• **EXCERPTED PASSAGE**:

|---|

Once indexed, you can query the graph via CLI or Python SDK.

CLI

Check the database status:

codegraph status --db $CODESCOPE_DB_DIR

Sample output:

============================================================
CodeScope Index Status: /path/to/.codegraph
============================================================

Graph:
  File        :     12,857
  Function    :     24,173
  Class       :        255
  Module      :        380
  Commit      :        100

Edges:
  CALLS       :     41,269
  TOUCHES     :        605
  MODIFIES    :          0

Backfill: 0/100 commits have MODIFIES edges
  100 commits still need backfill

Vectors: 24,173 function embeddings

Natural language query:

codegraph query "Who calls runHeartbeatOnce?" --db $CODESCOPE_DB_DIR

Output:

Question type: structural
Retrieved 6 evidence items in 76ms:

[1] (caller) executeJobCore (src/cron/service/timer.ts) — hop=1, relevance=0.000
[2] (caller) createGatewayReloadHandlers (src/gateway/server-reload-handlers.ts) — hop=2, relevance=0.000
[3] (caller) startGatewayServer (src/gateway/server.impl.ts) — hop=2, relevance=0.000
[4] (caller) executeJob (src/cron/service/timer.ts) — hop=2, relevance=0.000
[5] (caller) executeJobCoreWithTimeout (src/cron/service/timer.ts) — hop=2, relevance=0.000
[6] (caller) buildGatewayCronService (src/gateway/server-cron.ts) — hop=1, relevance=0.000

Generate a full architecture report with multi-dimensional analysis:

codegraph analyze --db $CODESCOPE_DB_DIR --output architecture-report.md

Python SDK

For more complex queries — such as the multi-hop call chain traversal used in this analysis — call the CodeGraph Python API directly, using runHeartbeatOnce as an example:

import os
os.environ['HF_HUB_OFFLINE'] = '1'
from codegraph.core import CodeScope

cs = CodeScope(os.environ['CODESCOPE_DB_DIR'])

rows = list(cs.conn.execute('''
    MATCH (f:Function {name: 'runHeartbeatOnce'})-[:CALLS*1..3]->(t:Function)

|---|

• **WHAT TO DO**:
**1)** Reproduce the CodeScope passage from "Generate a full" to "cs = CodeScope(os.environ['CODESCOPE_DB_DIR'])".
**2)** In the CodeScope passage, what question type is reported for the sample query about runHeartbeatOnce?
**3)** Carry on the CodeScope passage from its final line.

• **RAW DATA**:

|---|

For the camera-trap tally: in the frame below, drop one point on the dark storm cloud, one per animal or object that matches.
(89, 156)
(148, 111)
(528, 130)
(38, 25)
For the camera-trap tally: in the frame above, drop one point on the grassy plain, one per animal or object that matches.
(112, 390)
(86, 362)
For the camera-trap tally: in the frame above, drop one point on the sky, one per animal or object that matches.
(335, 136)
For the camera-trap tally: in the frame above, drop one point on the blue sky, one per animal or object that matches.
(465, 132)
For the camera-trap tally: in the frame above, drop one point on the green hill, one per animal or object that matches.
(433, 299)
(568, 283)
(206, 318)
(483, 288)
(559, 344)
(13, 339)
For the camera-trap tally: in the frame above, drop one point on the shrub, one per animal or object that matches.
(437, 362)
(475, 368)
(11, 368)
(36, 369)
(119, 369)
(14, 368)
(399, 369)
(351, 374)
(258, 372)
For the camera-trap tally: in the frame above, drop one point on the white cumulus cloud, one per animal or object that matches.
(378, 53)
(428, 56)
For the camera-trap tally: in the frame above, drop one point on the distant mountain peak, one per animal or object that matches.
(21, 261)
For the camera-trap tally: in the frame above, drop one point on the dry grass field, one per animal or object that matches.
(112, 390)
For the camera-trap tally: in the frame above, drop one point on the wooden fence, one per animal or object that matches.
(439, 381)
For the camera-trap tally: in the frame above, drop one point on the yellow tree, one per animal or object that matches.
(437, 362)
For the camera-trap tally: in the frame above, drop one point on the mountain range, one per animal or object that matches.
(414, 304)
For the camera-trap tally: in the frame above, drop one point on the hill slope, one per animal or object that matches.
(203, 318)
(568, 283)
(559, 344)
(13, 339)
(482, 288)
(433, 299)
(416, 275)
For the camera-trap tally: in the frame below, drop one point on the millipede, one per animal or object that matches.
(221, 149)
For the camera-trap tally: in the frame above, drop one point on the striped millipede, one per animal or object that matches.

|---|

• **REPLIES**:
**1)**
Generate a full architecture report with multi-dimensional analysis:

codegraph analyze --db $CODESCOPE_DB_DIR --output architecture-report.md

Python SDK

For more complex queries — such as the multi-hop call chain traversal used in this analysis — call the CodeGraph Python API directly, using runHeartbeatOnce as an example:

import os
os.environ['HF_HUB_OFFLINE'] = '1'
from codegraph.core import CodeScope

cs = CodeScope(os.environ['CODESCOPE_DB_DIR'])

**2)** Structural.

**3)**
    WHERE t.name CONTAINS 'Context'
       OR t.name CONTAINS 'Workspace'
       OR t.name CONTAINS 'Session'
       OR t.name CONTAINS 'Prompt'
    RETURN t.name, t.file_path
    ORDER BY t.file_path
'''))
for r in rows:
    print(f"{r[0]} @ {r[1]}")

cs.close()

We will continue to publish more analysis angles on OpenClaw. If you want to explore further or try your own queries, give CodeGraph a try.


What You Can Do Now: Four Practical Mitigations

1. Treat heartbeat as a heavyweight operation

Do not assume heartbeat is lightweight. When estimating token budgets, count every heartbeat tick as a real consumption event. Do not rely on lightContext: true to save tokens.

2. Reduce heartbeat trigger frequency

If your use case does not strictly depend on real-time heartbeat behavior, lowering the trigger frequency is the most direct and effective way to reduce token consumption. Fewer ticks = fewer full context loads.

3. Manually cap session history length

Do not rely on OpenClaw to auto-truncate conversation history. Explicitly set a maximum history count in your configuration to prevent unbounded accumulation.

4. Monitor for periodic token spikes

Enable token usage monitoring on the LLM provider side. If you observe periodic, clock-like token spikes (rather than growth correlated with conversation length), heartbeat is likely triggering full context loads on schedule.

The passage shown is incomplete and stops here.